YOUR GOAL ->
Filter the listing below for "golden" and report every line that has it.

DATA FOR REVIEW ->
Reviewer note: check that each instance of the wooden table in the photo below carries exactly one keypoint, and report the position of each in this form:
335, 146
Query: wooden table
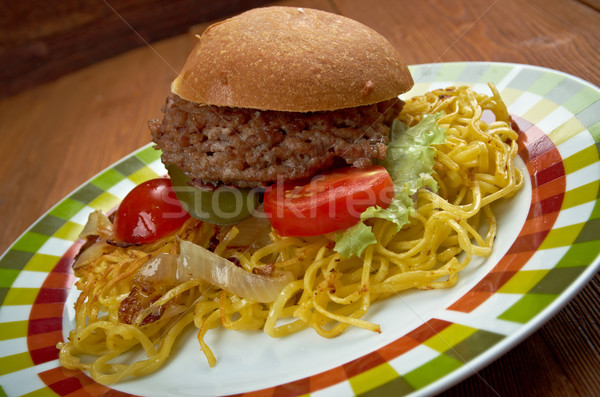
55, 136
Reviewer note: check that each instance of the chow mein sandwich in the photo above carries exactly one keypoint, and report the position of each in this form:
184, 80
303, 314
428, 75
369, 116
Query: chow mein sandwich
300, 190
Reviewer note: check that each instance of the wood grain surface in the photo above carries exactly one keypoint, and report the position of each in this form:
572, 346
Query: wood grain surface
57, 135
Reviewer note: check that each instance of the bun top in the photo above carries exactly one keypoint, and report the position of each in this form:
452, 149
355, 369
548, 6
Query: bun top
291, 59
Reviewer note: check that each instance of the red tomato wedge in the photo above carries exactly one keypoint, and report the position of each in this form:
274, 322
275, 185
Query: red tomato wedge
148, 212
328, 202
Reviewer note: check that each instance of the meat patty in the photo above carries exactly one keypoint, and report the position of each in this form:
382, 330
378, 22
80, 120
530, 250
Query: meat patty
248, 147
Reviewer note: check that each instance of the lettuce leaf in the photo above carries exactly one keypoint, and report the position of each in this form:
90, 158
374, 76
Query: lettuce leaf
409, 161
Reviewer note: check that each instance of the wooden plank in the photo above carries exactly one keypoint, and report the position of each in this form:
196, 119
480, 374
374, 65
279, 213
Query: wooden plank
40, 41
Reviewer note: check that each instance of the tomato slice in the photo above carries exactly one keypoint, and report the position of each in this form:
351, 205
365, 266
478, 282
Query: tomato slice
148, 212
328, 202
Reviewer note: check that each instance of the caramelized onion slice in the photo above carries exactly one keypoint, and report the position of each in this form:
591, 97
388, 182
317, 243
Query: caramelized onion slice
99, 225
91, 253
198, 262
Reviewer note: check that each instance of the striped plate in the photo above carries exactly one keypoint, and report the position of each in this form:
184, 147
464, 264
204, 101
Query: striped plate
547, 248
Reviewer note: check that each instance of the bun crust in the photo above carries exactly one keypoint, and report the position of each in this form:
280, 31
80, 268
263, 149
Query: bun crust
291, 59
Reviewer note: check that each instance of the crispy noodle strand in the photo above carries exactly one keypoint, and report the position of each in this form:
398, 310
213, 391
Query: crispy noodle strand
473, 168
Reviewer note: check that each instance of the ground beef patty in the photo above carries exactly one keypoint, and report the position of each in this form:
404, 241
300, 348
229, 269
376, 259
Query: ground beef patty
248, 147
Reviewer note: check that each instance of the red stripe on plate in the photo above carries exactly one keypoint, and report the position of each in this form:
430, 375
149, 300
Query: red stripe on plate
46, 310
39, 341
44, 325
52, 295
43, 355
296, 388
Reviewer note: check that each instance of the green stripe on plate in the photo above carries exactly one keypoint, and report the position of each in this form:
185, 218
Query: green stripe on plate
14, 259
477, 343
67, 208
566, 131
594, 130
557, 280
41, 263
432, 371
107, 179
15, 363
87, 193
129, 165
562, 236
47, 392
142, 175
20, 296
449, 337
527, 307
581, 100
105, 202
591, 229
523, 281
540, 110
8, 277
30, 242
524, 79
48, 225
545, 83
69, 231
372, 378
495, 73
580, 254
581, 159
581, 195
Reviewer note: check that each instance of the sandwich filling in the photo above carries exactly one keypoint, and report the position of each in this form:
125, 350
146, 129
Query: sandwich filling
250, 148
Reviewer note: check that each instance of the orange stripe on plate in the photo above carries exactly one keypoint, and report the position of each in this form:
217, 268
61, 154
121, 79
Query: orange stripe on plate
40, 341
57, 374
46, 310
327, 378
550, 189
398, 347
58, 280
470, 301
545, 160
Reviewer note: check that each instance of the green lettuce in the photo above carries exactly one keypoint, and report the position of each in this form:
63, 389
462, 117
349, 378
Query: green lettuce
409, 161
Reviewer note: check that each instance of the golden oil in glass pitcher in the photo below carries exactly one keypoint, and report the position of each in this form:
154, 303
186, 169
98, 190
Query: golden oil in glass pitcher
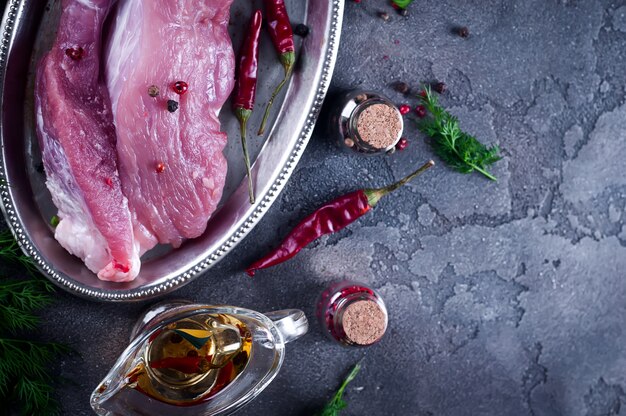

WORKED SOLUTION ->
Reviewer note: check that each instance of the golden oil in glass pitcher in the photo below carries exactly one keypoint, and report the position of each in this form:
Query: golden oil in glass pitcher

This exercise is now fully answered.